(Dataset rows on where objects appear)
((
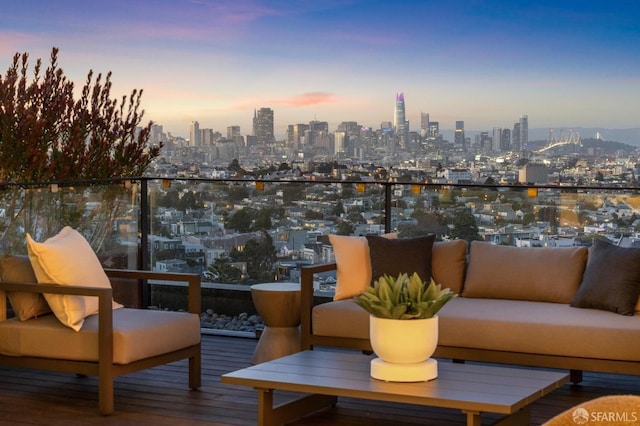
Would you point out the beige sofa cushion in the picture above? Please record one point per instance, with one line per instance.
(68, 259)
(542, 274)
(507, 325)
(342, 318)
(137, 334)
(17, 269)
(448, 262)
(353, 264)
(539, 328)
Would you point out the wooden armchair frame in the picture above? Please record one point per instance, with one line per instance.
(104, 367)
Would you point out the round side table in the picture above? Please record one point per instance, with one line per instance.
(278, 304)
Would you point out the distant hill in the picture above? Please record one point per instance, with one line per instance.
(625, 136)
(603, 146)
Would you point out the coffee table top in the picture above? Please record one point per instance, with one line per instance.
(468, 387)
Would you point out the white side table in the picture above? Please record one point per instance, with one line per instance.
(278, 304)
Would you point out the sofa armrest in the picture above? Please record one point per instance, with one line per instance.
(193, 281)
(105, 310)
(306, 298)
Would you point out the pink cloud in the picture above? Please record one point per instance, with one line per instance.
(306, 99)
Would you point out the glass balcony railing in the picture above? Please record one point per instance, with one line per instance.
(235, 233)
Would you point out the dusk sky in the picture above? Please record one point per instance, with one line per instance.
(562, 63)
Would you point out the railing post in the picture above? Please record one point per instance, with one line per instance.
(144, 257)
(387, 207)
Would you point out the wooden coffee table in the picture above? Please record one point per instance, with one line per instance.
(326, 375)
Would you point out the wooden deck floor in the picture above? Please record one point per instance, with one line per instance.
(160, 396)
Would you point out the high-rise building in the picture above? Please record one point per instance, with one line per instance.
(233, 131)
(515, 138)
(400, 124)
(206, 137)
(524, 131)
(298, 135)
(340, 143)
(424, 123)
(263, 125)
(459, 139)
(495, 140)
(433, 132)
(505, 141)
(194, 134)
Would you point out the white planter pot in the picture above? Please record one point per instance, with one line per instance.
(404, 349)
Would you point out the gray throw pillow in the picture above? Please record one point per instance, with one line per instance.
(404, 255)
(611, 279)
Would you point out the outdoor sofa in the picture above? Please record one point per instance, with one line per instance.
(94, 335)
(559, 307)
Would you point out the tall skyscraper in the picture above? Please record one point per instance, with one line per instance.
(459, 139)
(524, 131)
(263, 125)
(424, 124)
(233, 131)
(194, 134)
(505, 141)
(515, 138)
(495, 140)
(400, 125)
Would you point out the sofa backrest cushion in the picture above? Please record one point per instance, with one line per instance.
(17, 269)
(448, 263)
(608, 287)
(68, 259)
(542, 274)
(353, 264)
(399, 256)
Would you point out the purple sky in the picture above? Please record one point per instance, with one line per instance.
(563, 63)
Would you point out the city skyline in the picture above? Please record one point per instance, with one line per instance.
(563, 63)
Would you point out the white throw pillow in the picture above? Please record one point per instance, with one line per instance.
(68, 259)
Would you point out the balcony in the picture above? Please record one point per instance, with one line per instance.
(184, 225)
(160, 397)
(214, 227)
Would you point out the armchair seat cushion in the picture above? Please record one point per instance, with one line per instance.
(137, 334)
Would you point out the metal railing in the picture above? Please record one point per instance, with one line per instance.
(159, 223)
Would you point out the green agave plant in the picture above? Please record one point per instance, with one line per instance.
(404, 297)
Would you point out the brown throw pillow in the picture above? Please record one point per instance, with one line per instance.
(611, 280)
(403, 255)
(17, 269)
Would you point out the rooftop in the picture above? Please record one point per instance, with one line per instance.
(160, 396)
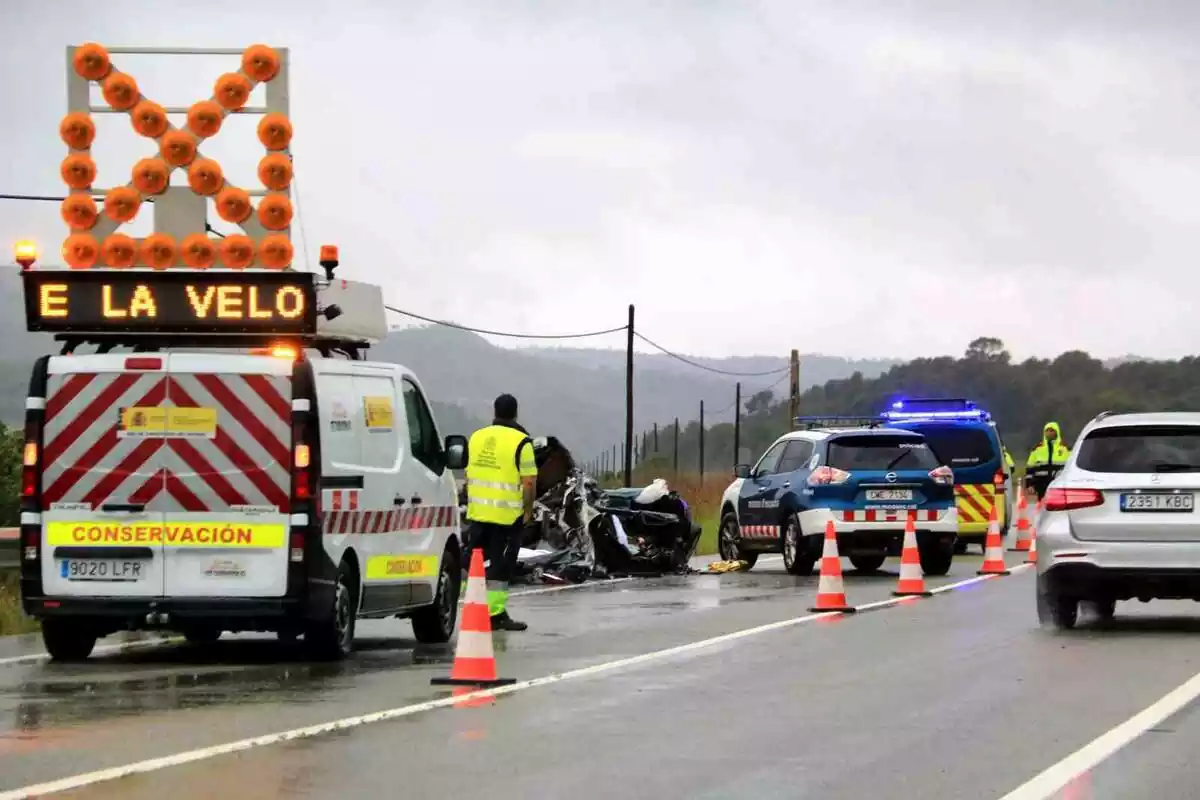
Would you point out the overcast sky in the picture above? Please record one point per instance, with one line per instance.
))
((
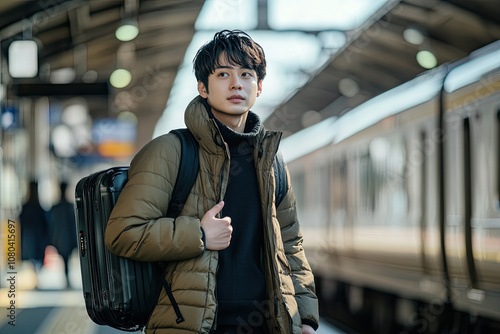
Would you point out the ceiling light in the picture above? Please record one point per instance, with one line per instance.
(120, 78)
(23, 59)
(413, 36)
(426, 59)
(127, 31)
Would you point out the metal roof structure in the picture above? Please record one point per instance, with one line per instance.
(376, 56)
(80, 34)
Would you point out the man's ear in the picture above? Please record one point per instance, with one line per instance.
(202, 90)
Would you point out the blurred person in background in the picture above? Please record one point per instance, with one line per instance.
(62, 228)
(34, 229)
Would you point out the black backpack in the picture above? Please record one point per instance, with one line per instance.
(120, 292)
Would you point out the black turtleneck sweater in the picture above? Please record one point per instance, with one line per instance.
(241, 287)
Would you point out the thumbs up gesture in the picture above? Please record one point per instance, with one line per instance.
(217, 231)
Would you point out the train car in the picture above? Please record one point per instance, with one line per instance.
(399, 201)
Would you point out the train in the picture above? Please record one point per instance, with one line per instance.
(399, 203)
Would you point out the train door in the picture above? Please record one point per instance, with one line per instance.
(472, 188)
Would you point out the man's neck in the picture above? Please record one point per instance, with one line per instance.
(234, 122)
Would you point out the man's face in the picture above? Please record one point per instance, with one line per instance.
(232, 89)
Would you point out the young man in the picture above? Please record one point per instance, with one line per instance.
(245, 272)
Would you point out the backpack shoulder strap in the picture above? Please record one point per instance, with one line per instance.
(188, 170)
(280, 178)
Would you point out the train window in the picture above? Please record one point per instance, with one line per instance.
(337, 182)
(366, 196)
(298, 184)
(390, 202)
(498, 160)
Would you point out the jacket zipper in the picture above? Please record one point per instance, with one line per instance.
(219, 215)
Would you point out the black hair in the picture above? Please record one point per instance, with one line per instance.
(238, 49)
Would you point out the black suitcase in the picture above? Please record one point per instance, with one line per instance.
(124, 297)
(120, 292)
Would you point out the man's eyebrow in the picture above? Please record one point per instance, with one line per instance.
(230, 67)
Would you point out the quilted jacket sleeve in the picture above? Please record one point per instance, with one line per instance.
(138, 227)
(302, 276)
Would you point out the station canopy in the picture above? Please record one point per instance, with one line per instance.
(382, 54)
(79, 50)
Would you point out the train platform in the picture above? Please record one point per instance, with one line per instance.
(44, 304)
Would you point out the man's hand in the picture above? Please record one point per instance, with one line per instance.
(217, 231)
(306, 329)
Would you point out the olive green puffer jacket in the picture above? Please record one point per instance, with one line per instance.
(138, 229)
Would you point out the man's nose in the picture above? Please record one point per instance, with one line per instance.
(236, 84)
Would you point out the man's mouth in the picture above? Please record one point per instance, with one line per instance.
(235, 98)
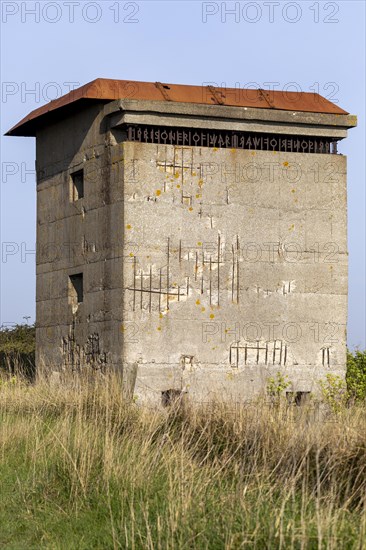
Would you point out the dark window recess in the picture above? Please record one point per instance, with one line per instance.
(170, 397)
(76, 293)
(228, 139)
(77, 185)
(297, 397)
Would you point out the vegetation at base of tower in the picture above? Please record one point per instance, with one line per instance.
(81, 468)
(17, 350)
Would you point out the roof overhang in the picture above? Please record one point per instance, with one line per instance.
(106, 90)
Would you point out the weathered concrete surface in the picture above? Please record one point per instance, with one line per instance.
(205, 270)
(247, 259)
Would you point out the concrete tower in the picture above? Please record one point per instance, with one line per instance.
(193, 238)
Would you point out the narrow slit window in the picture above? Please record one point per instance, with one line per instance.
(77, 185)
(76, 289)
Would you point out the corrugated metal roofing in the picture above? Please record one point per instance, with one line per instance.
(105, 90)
))
Exercise details:
Identify every line in the records that contains the word "black" and copy each such line in full. Case counts.

Answer to this exercise:
Would you point out the black backpack in the picture above? Please record one point per instance, with one line per instance.
Would you point out the black turtleneck sweater in the picture above? Please record one point per instance, with one line per instance.
Would you point out the black hair in the picture above? Please record one point per instance, with one line per instance.
Would you point out the black suitcase in the picture above? Please record one point per instance, with one line per instance.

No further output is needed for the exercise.